* Items from a data source:

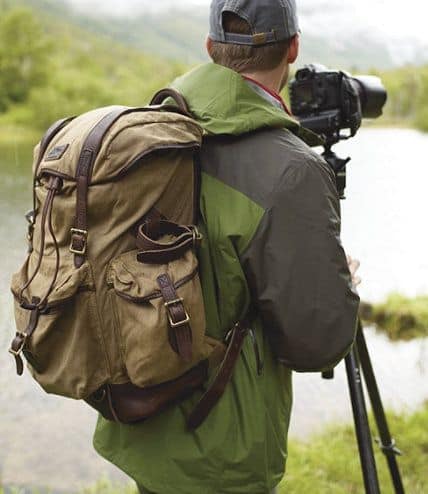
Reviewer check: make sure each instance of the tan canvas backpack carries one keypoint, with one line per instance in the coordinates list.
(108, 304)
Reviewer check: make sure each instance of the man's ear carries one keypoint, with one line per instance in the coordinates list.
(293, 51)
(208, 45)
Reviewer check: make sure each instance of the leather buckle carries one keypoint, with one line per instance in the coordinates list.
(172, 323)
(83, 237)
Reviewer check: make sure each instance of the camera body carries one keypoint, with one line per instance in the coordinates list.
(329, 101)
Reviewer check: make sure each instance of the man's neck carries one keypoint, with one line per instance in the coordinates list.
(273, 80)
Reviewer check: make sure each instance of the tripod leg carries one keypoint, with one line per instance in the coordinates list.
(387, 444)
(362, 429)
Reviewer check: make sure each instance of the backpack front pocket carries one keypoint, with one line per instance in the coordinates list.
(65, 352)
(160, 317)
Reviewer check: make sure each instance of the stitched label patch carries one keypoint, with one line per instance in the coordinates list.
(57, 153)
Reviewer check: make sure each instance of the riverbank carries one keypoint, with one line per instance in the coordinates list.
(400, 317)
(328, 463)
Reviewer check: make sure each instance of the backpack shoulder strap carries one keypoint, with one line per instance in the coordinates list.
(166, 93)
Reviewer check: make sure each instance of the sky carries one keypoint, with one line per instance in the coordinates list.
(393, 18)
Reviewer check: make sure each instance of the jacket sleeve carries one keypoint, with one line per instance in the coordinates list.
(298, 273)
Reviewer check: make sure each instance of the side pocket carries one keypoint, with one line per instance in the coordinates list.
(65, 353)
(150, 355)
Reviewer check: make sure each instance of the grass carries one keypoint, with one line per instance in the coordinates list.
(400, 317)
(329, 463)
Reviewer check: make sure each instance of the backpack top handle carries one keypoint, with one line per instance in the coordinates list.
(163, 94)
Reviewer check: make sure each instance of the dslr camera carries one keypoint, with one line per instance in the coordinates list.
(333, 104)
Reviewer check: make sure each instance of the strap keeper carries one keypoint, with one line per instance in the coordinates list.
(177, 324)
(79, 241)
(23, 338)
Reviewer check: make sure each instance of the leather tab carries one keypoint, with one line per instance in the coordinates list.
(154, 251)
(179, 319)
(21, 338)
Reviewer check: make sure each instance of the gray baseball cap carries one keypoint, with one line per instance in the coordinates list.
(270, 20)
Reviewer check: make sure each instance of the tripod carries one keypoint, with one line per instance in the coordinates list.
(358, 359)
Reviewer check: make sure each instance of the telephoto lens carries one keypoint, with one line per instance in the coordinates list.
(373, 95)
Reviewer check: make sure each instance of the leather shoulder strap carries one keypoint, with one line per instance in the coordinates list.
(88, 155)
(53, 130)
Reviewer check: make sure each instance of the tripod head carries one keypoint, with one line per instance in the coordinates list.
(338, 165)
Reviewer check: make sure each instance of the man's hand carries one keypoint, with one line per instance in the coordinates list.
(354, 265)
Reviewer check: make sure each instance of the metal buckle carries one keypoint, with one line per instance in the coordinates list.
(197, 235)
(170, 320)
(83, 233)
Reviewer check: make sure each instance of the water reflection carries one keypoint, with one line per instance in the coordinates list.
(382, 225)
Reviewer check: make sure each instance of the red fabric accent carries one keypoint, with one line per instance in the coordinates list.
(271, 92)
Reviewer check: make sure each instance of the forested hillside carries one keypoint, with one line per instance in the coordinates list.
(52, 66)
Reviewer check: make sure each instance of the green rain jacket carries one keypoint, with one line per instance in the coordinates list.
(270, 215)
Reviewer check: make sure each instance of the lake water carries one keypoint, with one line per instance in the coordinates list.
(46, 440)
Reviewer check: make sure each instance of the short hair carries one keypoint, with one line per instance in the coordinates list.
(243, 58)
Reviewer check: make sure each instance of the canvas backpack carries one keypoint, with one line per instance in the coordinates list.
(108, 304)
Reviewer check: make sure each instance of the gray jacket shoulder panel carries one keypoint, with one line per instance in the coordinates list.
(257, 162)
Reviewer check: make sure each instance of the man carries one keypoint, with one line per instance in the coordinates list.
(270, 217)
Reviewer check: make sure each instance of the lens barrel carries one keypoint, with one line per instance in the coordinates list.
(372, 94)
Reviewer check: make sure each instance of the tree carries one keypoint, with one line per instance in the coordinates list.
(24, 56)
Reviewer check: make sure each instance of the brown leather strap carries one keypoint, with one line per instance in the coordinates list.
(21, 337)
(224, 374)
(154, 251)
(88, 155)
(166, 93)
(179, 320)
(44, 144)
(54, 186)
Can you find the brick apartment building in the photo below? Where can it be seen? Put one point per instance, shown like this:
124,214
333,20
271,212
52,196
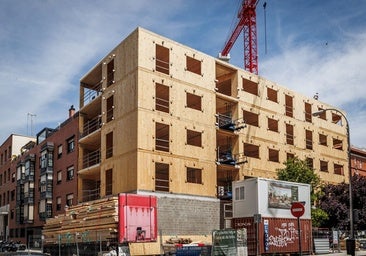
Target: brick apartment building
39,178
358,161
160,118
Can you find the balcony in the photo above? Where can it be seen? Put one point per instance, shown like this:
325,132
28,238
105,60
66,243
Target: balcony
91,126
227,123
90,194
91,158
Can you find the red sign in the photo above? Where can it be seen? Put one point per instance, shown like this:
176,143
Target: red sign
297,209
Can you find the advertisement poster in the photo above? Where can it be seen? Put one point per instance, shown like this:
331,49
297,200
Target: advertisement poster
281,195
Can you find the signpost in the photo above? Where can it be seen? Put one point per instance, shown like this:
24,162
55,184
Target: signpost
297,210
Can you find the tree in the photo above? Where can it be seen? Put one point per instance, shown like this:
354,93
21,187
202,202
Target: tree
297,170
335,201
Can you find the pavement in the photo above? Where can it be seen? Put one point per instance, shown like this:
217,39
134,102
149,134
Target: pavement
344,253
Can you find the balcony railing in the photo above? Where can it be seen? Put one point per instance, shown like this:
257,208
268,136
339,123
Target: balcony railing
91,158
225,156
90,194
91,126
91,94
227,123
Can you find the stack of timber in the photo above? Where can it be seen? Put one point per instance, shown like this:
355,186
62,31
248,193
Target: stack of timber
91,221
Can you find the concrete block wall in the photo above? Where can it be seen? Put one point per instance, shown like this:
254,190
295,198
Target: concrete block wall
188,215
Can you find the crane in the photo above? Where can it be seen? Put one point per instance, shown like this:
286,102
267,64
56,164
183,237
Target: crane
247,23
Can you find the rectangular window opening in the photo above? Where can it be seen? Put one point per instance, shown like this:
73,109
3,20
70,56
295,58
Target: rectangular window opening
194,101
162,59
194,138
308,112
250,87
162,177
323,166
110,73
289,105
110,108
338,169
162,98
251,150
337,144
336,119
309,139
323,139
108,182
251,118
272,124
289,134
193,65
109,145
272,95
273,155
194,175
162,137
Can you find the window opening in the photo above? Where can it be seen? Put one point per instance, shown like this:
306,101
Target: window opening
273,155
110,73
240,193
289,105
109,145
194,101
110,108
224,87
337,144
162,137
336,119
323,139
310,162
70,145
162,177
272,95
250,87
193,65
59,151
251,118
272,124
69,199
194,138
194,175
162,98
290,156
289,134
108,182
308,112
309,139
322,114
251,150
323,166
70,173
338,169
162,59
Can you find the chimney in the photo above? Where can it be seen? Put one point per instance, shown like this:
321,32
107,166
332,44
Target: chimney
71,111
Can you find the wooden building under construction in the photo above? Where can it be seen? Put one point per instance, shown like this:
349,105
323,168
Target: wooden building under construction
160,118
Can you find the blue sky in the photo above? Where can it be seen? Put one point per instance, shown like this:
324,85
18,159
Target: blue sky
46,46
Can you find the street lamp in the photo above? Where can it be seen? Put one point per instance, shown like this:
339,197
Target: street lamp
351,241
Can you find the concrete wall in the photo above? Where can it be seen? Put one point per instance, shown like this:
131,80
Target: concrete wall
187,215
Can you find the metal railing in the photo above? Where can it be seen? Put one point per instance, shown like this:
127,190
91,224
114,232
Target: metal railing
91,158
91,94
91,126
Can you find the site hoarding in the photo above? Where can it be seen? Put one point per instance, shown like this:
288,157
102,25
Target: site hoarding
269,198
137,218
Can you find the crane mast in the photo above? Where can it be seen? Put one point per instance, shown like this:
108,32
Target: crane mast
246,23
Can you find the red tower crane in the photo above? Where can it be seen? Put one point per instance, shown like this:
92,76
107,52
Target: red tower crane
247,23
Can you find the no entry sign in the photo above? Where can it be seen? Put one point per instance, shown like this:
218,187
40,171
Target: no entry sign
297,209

---

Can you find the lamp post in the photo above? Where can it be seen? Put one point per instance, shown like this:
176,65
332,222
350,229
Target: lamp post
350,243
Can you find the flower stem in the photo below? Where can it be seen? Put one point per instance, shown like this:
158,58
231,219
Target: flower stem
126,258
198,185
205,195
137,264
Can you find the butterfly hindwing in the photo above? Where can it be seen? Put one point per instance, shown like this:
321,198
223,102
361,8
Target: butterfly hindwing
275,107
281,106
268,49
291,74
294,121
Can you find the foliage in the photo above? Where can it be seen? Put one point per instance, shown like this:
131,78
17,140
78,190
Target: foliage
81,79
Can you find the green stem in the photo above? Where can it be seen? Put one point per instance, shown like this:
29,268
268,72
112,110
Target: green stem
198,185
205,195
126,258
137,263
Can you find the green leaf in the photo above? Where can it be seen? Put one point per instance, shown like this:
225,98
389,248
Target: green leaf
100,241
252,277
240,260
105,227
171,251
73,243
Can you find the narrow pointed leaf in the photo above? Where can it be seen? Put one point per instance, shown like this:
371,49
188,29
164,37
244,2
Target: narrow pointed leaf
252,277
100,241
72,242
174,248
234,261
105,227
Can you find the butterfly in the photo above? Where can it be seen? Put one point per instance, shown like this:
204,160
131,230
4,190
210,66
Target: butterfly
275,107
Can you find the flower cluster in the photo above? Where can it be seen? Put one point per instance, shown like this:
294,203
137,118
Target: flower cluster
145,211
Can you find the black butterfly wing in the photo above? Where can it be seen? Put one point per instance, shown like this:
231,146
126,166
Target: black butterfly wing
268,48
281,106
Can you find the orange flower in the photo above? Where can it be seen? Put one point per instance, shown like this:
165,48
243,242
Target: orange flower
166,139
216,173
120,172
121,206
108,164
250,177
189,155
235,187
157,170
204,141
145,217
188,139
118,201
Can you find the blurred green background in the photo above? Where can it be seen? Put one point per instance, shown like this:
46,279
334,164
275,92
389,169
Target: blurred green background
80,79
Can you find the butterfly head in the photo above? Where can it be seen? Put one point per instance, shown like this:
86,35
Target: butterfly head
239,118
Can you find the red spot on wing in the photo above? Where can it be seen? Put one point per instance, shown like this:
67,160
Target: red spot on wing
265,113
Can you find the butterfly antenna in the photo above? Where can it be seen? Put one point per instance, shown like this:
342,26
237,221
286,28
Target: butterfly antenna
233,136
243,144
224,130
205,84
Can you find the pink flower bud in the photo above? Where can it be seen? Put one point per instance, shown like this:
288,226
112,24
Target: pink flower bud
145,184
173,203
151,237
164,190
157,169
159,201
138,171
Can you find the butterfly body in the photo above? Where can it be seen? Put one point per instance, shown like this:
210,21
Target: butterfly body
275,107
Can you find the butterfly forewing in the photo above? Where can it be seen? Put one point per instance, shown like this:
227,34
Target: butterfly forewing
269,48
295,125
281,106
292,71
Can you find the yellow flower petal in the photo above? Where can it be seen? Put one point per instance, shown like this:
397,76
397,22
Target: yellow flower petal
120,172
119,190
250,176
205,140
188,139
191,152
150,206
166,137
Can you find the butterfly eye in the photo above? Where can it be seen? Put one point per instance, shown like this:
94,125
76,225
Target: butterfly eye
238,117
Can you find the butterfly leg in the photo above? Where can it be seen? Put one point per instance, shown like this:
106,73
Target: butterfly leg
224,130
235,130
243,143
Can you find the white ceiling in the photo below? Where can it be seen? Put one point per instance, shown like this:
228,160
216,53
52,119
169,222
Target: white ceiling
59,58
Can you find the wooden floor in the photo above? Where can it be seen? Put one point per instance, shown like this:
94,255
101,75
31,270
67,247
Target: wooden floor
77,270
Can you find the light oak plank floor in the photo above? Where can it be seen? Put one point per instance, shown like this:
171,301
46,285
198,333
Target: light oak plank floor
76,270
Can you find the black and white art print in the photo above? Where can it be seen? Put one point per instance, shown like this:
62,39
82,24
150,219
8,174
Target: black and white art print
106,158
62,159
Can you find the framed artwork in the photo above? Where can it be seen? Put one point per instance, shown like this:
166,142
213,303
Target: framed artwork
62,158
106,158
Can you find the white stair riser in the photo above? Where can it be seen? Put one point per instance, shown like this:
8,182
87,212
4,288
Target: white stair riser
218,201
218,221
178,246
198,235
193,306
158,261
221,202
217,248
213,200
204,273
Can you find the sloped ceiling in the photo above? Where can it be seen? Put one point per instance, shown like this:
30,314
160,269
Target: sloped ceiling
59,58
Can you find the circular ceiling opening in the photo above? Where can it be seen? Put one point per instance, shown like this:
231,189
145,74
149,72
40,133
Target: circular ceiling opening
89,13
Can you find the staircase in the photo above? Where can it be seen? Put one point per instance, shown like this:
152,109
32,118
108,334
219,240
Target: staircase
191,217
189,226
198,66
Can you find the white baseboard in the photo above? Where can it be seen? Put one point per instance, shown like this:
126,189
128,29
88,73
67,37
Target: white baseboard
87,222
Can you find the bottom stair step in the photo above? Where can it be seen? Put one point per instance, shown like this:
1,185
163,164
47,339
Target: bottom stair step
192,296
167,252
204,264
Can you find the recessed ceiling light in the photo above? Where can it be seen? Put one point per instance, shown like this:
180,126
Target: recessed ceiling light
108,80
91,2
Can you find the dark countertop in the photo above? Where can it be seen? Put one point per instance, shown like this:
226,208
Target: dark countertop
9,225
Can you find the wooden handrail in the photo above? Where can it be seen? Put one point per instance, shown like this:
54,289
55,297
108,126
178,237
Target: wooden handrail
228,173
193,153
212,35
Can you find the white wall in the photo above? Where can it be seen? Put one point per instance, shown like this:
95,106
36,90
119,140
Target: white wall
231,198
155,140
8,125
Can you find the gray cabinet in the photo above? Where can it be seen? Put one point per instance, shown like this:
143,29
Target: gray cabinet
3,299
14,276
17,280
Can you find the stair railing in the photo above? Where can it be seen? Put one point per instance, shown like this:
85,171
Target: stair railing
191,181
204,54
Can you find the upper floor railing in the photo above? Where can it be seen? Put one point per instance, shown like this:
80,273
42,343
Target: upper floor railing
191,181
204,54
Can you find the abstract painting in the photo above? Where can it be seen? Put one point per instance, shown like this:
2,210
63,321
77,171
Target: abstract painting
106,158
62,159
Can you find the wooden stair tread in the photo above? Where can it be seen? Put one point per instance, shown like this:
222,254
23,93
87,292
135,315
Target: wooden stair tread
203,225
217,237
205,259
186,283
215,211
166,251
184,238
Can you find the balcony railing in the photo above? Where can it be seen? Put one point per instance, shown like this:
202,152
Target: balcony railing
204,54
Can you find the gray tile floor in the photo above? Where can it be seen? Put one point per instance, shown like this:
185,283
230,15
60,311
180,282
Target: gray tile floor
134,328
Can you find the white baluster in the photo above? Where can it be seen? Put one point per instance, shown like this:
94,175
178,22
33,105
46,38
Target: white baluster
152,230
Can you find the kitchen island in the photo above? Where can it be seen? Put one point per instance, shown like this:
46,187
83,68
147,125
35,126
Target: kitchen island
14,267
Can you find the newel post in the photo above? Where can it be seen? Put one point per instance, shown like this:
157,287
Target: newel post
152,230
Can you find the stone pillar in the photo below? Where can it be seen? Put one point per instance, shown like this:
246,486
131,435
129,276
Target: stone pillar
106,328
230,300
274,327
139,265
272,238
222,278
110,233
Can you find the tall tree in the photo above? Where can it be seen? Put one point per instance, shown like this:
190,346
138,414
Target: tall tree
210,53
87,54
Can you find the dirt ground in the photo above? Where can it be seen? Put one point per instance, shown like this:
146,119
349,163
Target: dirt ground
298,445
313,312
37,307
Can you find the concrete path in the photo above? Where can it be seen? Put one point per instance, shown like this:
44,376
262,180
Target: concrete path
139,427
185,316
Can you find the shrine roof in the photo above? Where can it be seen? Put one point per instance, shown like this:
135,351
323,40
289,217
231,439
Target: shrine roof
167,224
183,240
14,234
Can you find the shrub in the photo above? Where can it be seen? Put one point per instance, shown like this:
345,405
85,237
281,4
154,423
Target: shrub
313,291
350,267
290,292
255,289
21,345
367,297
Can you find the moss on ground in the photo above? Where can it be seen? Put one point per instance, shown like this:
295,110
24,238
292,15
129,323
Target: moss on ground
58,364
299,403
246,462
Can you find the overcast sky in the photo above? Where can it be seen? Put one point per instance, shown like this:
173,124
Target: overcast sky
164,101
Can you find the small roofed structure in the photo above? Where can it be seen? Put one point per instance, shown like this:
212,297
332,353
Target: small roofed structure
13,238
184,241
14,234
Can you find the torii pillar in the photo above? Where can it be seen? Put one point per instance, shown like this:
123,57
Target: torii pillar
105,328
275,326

==

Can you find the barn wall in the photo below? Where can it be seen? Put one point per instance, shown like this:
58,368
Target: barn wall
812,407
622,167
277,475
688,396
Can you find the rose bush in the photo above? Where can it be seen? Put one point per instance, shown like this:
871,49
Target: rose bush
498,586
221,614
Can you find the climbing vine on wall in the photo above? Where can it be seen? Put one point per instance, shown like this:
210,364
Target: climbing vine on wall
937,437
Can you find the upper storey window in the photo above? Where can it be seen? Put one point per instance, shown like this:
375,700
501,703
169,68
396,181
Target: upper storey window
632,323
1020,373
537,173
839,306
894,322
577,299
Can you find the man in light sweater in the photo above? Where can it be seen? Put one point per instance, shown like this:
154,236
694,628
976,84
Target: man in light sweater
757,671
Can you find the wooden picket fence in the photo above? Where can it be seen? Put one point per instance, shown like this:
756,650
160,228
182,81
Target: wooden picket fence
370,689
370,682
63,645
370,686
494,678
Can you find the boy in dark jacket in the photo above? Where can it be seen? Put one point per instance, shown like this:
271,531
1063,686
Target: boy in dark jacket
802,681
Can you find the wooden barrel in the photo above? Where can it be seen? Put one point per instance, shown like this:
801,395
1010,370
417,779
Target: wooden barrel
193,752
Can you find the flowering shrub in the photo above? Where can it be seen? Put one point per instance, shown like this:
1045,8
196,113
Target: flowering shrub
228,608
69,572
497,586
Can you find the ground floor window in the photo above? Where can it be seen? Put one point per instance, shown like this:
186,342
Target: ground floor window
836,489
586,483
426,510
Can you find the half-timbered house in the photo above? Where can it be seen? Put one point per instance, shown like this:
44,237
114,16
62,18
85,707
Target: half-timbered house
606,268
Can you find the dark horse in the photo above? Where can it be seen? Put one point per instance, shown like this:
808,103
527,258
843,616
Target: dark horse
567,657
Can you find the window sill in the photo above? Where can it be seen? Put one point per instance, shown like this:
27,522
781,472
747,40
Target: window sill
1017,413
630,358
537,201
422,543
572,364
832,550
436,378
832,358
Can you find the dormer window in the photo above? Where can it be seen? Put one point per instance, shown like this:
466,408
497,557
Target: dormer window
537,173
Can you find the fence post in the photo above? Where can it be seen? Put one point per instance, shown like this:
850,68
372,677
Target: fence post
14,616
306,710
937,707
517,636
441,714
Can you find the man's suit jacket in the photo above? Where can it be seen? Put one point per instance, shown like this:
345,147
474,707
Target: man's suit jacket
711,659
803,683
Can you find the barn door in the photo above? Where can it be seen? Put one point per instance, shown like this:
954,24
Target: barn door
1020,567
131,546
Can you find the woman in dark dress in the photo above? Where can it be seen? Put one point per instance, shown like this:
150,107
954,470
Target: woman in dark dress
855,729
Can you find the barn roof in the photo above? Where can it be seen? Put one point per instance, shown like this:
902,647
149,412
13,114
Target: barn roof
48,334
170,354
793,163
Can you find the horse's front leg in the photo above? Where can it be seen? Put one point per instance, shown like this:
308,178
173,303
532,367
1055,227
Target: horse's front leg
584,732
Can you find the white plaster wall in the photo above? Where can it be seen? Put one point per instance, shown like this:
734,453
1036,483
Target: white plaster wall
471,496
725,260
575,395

* Problem to work on:
Count the lines of the items above that contain the string "rectangular" and give only that number.

* Task output:
2